#### REQUIREMENT
Write out the full listing below exactly as given.
• • •
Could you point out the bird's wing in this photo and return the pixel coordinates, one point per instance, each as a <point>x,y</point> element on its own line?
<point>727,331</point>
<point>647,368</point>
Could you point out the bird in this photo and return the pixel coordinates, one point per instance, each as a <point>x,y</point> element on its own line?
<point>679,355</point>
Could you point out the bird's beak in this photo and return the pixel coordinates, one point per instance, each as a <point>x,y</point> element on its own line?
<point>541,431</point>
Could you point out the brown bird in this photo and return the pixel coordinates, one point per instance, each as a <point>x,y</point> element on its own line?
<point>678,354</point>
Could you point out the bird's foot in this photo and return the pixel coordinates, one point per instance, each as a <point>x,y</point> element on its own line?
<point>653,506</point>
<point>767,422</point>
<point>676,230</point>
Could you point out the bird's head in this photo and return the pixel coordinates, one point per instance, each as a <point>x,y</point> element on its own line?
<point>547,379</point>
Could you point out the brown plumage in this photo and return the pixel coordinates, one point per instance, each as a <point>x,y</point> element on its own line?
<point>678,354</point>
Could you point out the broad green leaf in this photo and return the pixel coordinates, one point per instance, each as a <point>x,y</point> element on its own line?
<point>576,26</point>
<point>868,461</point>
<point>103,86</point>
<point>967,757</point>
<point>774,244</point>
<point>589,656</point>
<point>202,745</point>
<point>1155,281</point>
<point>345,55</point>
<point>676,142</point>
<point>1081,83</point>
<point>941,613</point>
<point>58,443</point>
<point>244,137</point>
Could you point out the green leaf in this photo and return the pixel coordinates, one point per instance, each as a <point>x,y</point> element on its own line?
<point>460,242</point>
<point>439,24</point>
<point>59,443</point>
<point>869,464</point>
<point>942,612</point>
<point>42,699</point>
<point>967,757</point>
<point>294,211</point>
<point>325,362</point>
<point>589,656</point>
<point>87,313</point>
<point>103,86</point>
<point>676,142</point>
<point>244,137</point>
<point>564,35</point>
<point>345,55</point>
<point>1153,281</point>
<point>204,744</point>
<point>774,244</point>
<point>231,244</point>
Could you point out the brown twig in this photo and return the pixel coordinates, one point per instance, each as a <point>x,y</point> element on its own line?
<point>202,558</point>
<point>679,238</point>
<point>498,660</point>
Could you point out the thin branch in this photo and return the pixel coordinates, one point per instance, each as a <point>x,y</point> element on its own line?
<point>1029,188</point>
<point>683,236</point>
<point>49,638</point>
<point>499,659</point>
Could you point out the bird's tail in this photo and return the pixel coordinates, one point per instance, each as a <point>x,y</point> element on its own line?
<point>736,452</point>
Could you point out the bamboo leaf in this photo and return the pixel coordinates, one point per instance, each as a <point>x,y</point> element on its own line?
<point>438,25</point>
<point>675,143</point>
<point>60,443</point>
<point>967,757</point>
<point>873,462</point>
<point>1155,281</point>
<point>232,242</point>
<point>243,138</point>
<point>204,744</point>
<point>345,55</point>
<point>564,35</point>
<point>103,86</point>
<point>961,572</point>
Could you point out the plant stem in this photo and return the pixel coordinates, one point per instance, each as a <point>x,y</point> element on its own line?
• • •
#### FINISHED EXERCISE
Could you point out the bird's wing in this photo and return the pixel coordinates, one point per instance, each as a <point>x,y</point> element on its own line?
<point>727,331</point>
<point>647,368</point>
Could you point out the bird in this photo and return the pixel coordinates, one point per instance, each as a <point>x,y</point> element on its own line?
<point>679,355</point>
Could you point out the bird's beak in this photo and return the pixel coordinates, one point per instance, each as a <point>x,y</point> element on its own line?
<point>541,431</point>
Could you point out the brown bird in this photo and return the pixel coordinates, one point per instance, each as a <point>x,y</point> element on its own line?
<point>678,354</point>
Could you point out the bird's foot in this photo and return the pixel coordinates, one point per instance, each as a <point>x,y</point> element on its own line?
<point>653,506</point>
<point>767,422</point>
<point>676,230</point>
Could you point out the bird's head in this photo and return the pixel coordinates, one point per instance, each as a <point>x,y</point> element on its own line?
<point>547,379</point>
Could you point out the brown plumage in this photo and return the pixel coordinates, one point per instance, each as a <point>x,y</point> element on its own line?
<point>678,354</point>
Could you point out the broad green leaf in this photo and return the pixel coordinates, one point per instance, each as a <point>x,y</point> element on its own line?
<point>576,26</point>
<point>868,461</point>
<point>103,86</point>
<point>967,757</point>
<point>774,244</point>
<point>589,656</point>
<point>202,745</point>
<point>1155,281</point>
<point>345,55</point>
<point>676,142</point>
<point>1081,83</point>
<point>941,613</point>
<point>58,443</point>
<point>244,137</point>
Could you point out the green leaf in this photo and return the pixel coordinates, one point per instance, each as a <point>x,y</point> element on its own line?
<point>460,242</point>
<point>439,24</point>
<point>59,443</point>
<point>869,464</point>
<point>942,612</point>
<point>42,699</point>
<point>967,757</point>
<point>294,211</point>
<point>325,362</point>
<point>589,656</point>
<point>87,313</point>
<point>103,86</point>
<point>676,142</point>
<point>244,137</point>
<point>564,35</point>
<point>345,55</point>
<point>1153,281</point>
<point>204,744</point>
<point>774,244</point>
<point>231,244</point>
Could you point out the brown twig in this photo and return the pixel coordinates, one point per instance, each as a <point>x,y</point> element on its own line?
<point>202,558</point>
<point>679,238</point>
<point>498,660</point>
Could you point out the thin branch in this photo and return the pixel coordinates, one point per instance, each as a <point>x,y</point> element on its own line?
<point>1029,188</point>
<point>683,236</point>
<point>49,638</point>
<point>499,659</point>
Could you point out the bird's tail in this photo and return the pixel coordinates, one point per instance, each as a <point>x,y</point> element on its own line?
<point>736,452</point>
Could you point out the bamboo leaf in this photo and return the pixel coordinates, one point per instance, each as a <point>x,y</point> element on its own line?
<point>438,25</point>
<point>675,143</point>
<point>60,443</point>
<point>967,757</point>
<point>873,462</point>
<point>1155,281</point>
<point>232,242</point>
<point>243,138</point>
<point>204,744</point>
<point>345,55</point>
<point>564,35</point>
<point>103,86</point>
<point>961,572</point>
Could you point out the plant stem in this photo and return the pixel coordinates, one point per instance, each as a <point>x,y</point> element on its own line?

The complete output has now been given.